[Data extracted from a collection]
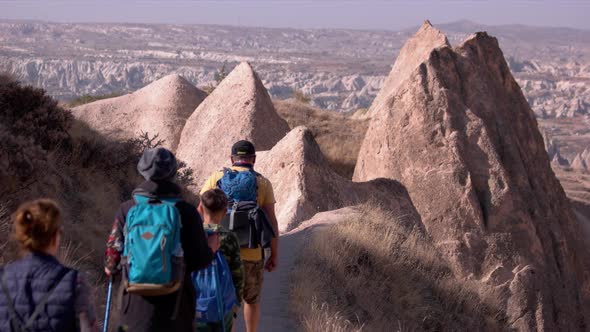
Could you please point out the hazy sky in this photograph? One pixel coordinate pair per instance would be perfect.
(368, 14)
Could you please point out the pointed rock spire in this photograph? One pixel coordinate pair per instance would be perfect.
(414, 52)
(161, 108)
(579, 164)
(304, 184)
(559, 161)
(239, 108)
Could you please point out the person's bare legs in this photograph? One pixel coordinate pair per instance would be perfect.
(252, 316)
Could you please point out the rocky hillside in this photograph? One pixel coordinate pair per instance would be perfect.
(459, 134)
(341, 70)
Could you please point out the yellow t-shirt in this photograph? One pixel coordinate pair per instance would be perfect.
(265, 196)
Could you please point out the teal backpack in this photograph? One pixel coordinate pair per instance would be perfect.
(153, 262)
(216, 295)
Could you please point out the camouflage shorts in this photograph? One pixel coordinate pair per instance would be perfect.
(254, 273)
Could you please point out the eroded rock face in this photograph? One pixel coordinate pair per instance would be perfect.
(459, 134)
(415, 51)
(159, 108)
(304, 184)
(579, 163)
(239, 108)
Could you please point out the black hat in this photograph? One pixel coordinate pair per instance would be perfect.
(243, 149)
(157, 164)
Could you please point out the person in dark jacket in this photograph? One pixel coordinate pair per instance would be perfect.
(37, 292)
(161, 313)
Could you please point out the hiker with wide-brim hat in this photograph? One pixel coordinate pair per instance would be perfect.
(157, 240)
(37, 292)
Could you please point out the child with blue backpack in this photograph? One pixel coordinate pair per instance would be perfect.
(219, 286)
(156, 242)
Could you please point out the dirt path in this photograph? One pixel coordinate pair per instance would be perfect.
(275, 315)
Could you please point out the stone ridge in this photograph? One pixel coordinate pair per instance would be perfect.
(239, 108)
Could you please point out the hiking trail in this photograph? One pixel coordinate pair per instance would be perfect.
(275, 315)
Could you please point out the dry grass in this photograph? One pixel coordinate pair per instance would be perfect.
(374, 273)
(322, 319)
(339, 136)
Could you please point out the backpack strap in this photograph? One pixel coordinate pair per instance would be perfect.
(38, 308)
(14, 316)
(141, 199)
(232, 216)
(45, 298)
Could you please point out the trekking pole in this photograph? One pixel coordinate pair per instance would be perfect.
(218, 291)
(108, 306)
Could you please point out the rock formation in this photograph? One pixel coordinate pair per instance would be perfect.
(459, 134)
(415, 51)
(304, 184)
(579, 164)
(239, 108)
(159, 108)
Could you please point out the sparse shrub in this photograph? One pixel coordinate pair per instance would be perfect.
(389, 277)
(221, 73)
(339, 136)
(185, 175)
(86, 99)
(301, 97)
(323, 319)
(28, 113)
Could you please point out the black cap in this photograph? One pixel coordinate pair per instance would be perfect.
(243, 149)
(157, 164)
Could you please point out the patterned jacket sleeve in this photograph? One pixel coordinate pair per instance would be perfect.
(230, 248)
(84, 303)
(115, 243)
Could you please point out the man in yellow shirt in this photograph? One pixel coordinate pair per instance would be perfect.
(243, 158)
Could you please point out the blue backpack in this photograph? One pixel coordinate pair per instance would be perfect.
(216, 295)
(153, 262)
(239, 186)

• _Objective_: Copy the lines between the one containing "Could you please point out the patterned" and the end of the records, both included, replacing every "point out" with "mark" and leaving everything else unchanged.

• _Worked answer_:
Could you please mark the patterned jacket sleeve in this photograph? One pixel coordinate pair per instance would be perfect.
(230, 248)
(84, 303)
(115, 243)
Could you please mark the man in yellow shirt in this photograph? One pixel coordinate pair per instance would be perfect.
(243, 158)
Could you please mark the blue backpack in this photograph? One pixel coordinate pair per instance would be perfect.
(216, 295)
(153, 262)
(239, 186)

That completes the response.